• Material for the task:
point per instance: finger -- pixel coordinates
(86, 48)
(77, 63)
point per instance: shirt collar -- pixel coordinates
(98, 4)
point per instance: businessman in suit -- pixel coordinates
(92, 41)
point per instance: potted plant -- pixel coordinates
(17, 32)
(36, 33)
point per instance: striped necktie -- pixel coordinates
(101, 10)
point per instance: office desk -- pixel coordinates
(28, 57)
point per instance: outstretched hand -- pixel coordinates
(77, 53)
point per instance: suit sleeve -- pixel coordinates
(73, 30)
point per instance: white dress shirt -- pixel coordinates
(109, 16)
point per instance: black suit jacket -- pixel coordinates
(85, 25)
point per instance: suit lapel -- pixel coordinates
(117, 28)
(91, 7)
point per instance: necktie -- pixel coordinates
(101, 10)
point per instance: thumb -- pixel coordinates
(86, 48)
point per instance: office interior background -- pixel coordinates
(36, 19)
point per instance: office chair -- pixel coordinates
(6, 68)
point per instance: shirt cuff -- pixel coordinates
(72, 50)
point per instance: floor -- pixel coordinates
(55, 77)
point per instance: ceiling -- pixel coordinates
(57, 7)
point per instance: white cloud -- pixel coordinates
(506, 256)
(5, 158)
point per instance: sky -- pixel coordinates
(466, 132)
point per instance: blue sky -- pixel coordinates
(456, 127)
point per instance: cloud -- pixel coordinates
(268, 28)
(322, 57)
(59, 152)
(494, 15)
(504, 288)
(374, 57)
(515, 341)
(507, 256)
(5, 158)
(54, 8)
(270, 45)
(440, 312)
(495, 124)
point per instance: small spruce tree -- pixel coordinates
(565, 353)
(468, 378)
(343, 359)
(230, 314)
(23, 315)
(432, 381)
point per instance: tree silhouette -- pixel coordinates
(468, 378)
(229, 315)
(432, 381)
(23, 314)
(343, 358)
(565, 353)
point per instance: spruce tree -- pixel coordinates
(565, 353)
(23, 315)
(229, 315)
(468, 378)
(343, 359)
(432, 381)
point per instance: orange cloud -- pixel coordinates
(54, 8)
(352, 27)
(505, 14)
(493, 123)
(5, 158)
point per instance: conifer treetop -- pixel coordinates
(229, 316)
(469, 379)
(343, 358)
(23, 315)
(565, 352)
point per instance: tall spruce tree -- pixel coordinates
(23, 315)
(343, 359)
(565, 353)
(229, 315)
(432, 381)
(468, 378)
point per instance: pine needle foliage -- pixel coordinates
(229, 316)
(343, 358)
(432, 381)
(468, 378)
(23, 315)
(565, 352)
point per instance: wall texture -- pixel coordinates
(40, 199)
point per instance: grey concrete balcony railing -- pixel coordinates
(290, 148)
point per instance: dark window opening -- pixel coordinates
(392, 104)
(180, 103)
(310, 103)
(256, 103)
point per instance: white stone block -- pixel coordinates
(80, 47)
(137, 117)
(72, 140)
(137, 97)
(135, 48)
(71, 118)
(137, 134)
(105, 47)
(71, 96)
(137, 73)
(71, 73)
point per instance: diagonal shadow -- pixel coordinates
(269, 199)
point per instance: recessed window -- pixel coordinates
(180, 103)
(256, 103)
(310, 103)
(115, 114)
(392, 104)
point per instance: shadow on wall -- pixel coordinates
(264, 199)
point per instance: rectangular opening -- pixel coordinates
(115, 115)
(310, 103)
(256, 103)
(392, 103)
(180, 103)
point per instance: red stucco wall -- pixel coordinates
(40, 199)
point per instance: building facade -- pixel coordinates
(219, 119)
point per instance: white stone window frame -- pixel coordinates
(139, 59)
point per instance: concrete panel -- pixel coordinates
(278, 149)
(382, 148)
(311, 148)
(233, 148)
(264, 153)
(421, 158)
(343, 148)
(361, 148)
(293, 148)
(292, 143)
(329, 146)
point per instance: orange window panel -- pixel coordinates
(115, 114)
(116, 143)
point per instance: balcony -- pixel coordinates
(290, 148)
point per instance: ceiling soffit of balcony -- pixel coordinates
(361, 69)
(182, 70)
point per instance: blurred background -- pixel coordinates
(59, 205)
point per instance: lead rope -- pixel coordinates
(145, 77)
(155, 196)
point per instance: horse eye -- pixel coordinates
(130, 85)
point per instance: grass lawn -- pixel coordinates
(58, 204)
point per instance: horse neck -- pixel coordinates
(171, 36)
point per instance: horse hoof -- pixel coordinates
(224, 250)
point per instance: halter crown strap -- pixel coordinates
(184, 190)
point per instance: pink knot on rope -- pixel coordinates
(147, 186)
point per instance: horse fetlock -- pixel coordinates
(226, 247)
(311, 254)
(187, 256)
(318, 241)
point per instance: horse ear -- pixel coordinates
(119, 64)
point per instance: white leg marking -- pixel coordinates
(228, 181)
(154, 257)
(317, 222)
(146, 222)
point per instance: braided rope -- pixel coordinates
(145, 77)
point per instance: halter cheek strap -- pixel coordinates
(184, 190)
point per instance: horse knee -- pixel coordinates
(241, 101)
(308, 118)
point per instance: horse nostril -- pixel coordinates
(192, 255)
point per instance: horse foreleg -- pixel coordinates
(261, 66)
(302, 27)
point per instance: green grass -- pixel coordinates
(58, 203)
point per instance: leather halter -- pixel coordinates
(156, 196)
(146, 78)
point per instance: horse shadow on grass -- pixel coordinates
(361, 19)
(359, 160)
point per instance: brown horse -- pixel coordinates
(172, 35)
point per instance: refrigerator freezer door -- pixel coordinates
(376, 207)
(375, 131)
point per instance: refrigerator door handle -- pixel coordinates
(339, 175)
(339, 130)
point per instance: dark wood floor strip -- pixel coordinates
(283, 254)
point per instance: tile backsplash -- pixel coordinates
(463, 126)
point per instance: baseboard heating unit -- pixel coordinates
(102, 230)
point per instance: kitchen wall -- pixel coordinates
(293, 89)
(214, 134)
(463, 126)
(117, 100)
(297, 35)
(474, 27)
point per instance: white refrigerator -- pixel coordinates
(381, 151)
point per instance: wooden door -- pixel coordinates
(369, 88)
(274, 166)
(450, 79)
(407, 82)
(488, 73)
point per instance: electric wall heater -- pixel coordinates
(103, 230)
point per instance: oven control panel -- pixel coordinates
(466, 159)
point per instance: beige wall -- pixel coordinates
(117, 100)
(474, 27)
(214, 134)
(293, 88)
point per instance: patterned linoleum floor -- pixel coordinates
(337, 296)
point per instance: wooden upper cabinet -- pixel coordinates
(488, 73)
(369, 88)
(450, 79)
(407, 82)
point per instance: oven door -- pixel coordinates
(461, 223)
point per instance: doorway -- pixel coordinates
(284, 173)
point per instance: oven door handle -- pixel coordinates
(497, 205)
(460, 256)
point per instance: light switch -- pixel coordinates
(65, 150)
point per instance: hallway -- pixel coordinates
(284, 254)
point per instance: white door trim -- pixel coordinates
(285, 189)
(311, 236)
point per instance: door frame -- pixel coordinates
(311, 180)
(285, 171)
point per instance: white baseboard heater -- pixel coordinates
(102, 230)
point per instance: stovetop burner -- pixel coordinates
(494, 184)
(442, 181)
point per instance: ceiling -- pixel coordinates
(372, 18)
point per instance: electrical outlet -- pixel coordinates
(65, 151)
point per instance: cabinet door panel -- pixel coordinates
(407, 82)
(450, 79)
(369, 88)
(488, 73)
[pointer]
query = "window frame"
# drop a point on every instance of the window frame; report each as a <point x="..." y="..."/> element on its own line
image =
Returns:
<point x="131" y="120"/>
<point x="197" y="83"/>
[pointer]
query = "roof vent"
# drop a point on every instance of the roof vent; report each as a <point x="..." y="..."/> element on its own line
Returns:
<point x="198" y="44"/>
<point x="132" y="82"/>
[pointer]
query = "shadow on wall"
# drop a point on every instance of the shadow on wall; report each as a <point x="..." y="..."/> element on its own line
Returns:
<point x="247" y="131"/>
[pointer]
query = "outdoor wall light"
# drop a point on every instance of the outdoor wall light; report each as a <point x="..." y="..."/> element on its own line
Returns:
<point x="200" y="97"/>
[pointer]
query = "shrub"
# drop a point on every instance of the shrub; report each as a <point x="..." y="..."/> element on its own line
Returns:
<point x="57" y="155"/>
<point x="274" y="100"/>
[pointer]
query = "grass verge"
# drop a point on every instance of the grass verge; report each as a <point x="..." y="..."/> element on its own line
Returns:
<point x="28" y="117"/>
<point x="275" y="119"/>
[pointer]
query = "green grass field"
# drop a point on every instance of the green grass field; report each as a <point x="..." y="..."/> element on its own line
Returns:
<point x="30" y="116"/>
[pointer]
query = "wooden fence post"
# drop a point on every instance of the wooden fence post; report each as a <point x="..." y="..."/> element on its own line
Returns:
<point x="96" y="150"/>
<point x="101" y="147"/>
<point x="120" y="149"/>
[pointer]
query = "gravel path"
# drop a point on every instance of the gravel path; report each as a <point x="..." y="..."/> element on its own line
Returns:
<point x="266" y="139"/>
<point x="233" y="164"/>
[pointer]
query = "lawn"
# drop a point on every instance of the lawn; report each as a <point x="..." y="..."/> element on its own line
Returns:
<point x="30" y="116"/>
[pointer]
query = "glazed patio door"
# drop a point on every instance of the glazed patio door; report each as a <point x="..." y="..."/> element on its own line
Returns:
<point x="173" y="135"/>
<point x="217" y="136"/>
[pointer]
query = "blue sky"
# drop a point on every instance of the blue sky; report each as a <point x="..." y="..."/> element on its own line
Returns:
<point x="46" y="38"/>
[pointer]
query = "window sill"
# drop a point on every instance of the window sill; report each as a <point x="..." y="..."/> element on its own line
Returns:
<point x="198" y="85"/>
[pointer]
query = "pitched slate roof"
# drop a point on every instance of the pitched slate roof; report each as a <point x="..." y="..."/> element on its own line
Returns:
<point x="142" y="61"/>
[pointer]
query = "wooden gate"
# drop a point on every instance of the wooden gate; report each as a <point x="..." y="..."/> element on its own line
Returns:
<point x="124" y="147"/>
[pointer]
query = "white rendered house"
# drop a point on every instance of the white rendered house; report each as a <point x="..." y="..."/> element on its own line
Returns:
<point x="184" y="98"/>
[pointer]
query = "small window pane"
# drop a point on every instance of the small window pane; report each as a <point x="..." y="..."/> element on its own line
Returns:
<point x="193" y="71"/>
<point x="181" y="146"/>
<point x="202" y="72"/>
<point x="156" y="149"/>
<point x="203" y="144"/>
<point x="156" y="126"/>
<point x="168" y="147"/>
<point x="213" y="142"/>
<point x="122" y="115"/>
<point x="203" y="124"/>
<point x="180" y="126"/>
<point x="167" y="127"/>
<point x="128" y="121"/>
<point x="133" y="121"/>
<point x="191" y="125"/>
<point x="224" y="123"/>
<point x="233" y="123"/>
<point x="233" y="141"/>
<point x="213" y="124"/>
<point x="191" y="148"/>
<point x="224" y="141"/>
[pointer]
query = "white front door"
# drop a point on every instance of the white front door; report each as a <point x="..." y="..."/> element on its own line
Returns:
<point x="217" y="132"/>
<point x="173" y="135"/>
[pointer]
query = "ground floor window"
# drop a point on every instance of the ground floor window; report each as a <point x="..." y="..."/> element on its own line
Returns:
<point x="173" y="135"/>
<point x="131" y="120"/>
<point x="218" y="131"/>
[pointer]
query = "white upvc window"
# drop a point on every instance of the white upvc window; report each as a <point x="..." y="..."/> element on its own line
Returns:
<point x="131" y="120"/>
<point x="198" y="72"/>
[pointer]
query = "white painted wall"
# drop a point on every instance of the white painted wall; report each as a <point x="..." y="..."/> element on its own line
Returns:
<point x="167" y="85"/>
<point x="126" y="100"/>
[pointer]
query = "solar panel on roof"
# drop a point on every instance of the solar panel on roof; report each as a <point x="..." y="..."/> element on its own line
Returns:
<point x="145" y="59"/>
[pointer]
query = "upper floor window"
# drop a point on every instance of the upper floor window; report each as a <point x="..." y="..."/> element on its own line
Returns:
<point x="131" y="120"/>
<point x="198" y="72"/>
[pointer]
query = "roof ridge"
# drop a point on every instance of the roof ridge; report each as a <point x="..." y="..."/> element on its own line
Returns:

• Exercise requirements: Where a line of the data includes the string "pitched", list that line.

• Task solution:
query = "pitched slate roof"
# drop a point on every instance of the pitched slate roof; report each as a <point x="..." y="..."/> element on its own line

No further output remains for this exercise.